§ Tarefa curta:
Prossiga, por favor, o trecho sobre o princípio da igualdade e os encargos das entidades patronais com os delegados sindicais, a partir da última frase apresentada.

§ Trecho do documento:
________

À luz destas considerações sobre o sentido e alcance do princípio da igualdade e da jurisprudência firme e unânime deste Tribunal, a que se adere integralmente, não se vislumbra qualquer violação do princípio da igualdade.
Na verdade, se nas empresas em cujos quadros de pessoal se integram os delegados sindicais a lei impõe às respectivas entidade patronais que suportem os encargos decorrentes da atribuição de determinados direitos àqueles trabalhadores, diversamente do que acontece nas empresas em que tal caso se não verifica, é porque isso se deve à diferença das situações em confronto, justificativa de um tratamento jurídico igualmente diverso.
É certo que a recorrente, não desconhecendo a diferença assinalada, desloca a questão da violação do princípio da igualdade (e só esta acaba por estar em discussão, pois a referência ao artigo 2º da C.R.P. não assume qualquer relevância autónoma) para uma outra manifestação daquele princípio – o da igualdade perante os encargos públicos.
E será que, nesta vertente, o princípio se mostra violado, o que sempre pressuporia a existência de um sacrifício especial de um indivíduo ou grupo de indivíduos justificado por razões de interesse público '(Gomes Canotilho, 'Direito Constitucional e teoria da Constituição', p. 393)?
Vejamos.
Múltiplos são os casos que ocorrem nas empresas, no que concerne à situação do seu pessoal, em que, na decorrência do exercício dos direitos dos trabalhadores, constitucionalmente e/ou legalmente tutelados, as respectivas entidades patronais tem que suportar os inerentes encargos.

________

§ Informações fornecidas:
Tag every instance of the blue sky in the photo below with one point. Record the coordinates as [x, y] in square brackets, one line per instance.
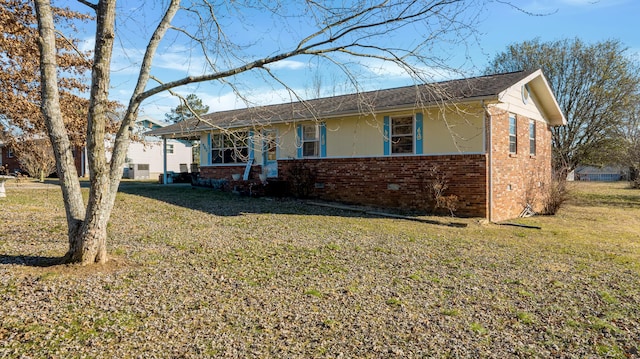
[501, 25]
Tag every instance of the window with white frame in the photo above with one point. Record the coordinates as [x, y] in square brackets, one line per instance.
[310, 140]
[532, 137]
[230, 147]
[513, 134]
[402, 135]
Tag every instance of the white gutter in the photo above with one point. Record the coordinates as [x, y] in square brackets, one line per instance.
[164, 160]
[488, 149]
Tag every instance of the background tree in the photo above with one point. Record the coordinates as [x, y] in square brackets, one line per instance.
[188, 108]
[20, 115]
[343, 37]
[630, 146]
[594, 85]
[36, 157]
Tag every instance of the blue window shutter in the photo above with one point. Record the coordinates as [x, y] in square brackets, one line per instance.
[209, 148]
[419, 130]
[299, 141]
[250, 145]
[386, 135]
[323, 139]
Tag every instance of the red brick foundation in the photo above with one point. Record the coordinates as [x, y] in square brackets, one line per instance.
[397, 182]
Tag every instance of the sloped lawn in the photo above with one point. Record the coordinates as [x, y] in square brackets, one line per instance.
[198, 273]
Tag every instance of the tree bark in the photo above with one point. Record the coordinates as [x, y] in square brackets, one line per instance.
[65, 164]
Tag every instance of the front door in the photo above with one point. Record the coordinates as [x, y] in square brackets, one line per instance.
[270, 153]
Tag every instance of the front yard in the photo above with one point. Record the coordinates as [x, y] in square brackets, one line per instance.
[198, 273]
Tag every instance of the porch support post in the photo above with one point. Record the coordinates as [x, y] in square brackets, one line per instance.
[164, 160]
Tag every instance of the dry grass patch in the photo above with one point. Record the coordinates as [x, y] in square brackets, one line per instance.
[205, 274]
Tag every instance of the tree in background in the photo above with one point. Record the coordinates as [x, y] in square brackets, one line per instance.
[20, 98]
[595, 85]
[345, 37]
[36, 157]
[630, 148]
[189, 107]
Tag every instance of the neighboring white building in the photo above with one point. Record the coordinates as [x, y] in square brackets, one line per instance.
[145, 159]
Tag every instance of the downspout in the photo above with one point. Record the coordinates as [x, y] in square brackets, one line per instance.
[164, 160]
[488, 149]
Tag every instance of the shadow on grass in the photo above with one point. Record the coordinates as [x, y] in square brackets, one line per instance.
[629, 199]
[228, 204]
[30, 261]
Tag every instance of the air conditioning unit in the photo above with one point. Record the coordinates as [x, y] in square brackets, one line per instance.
[137, 171]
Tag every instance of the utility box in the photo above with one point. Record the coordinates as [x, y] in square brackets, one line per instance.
[137, 171]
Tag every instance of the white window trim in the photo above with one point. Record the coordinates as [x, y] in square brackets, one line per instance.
[316, 140]
[413, 135]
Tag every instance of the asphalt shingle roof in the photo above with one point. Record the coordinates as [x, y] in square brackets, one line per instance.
[351, 104]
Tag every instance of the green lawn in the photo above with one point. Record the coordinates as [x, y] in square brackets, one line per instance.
[198, 273]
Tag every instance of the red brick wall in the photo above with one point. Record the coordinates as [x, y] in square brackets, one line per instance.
[398, 181]
[517, 179]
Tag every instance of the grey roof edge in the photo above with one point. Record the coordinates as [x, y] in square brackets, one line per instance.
[499, 83]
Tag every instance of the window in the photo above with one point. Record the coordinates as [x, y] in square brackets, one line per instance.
[270, 145]
[513, 134]
[402, 135]
[532, 137]
[229, 147]
[310, 140]
[526, 94]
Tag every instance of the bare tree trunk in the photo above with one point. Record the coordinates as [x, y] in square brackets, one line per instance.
[87, 229]
[69, 182]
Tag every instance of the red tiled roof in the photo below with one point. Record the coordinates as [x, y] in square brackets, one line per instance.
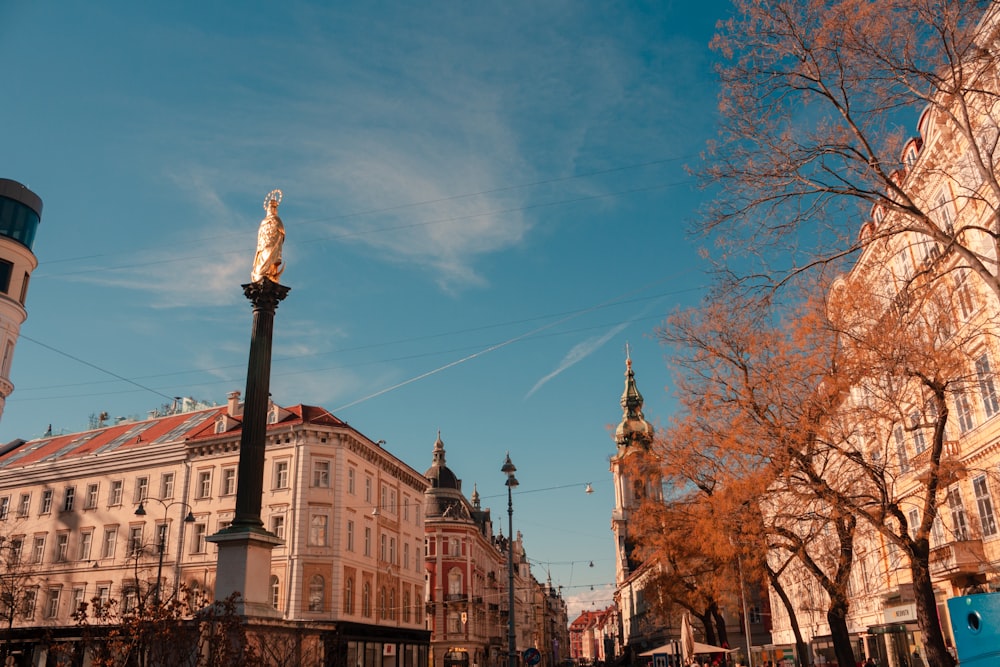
[129, 435]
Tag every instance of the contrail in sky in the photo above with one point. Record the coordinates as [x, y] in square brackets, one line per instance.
[578, 353]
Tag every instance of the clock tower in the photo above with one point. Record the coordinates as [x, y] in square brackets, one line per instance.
[633, 436]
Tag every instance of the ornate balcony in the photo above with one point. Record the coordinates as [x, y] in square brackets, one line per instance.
[957, 558]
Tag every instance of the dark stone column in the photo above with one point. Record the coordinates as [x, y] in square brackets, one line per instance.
[265, 295]
[243, 566]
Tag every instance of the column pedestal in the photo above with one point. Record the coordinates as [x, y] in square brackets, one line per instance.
[244, 566]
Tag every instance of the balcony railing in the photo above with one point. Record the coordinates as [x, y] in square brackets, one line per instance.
[950, 451]
[957, 558]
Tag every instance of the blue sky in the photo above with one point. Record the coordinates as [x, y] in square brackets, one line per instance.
[483, 203]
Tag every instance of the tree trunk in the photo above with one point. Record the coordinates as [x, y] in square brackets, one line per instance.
[720, 625]
[927, 616]
[801, 648]
[836, 617]
[706, 622]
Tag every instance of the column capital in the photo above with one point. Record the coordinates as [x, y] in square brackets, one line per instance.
[265, 294]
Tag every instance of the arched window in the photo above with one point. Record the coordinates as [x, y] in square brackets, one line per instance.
[275, 591]
[317, 589]
[349, 596]
[455, 581]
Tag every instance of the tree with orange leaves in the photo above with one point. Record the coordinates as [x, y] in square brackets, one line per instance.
[801, 420]
[816, 105]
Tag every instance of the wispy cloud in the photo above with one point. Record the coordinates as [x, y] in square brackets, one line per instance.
[589, 600]
[578, 353]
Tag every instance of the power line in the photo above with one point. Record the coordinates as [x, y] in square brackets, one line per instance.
[537, 333]
[404, 206]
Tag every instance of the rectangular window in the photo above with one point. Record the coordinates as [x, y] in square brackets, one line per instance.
[38, 549]
[5, 272]
[167, 485]
[69, 498]
[945, 214]
[321, 474]
[281, 474]
[913, 519]
[78, 598]
[963, 292]
[134, 540]
[984, 503]
[937, 532]
[103, 595]
[28, 604]
[198, 543]
[987, 389]
[162, 538]
[959, 522]
[317, 530]
[141, 489]
[52, 609]
[229, 481]
[16, 544]
[904, 461]
[86, 540]
[91, 500]
[204, 484]
[115, 498]
[278, 525]
[919, 443]
[108, 545]
[964, 410]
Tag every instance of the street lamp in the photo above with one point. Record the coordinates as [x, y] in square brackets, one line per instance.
[509, 470]
[141, 511]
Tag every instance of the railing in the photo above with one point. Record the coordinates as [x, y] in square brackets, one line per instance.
[957, 558]
[951, 450]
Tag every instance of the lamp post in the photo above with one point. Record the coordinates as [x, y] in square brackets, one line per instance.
[141, 511]
[509, 470]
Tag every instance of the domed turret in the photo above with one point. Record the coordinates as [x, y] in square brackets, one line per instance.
[20, 215]
[633, 429]
[444, 499]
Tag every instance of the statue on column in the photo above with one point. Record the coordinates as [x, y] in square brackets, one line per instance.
[270, 238]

________

§ Exercício resolvido:
É por exemplo, o caso de empresas com trabalhadores-estudantes em que atendendo ao relevante interesse de formação e realização profissional dos trabalhadores, várias disposições legais impõem à respectiva entidade patronal que suporte o pagamento integral da retribuição, que em nada é afectada pelo crédito de horas semanais e crédito de dias para realização das provas escritas e orais, não se prevendo qualquer compensação ou indemnização para as empresas que nos quadros de pessoal respectivos tenham trabalhadores-estudantes.
É ainda o caso de empresas com trabalhadores com licenças de maternidade e de paternidade, em que igualmente o trabalhador, durante o período da licença, mantém o direito à retribuição que, na maior parte dos casos, constitui um encargo da entidade patronal.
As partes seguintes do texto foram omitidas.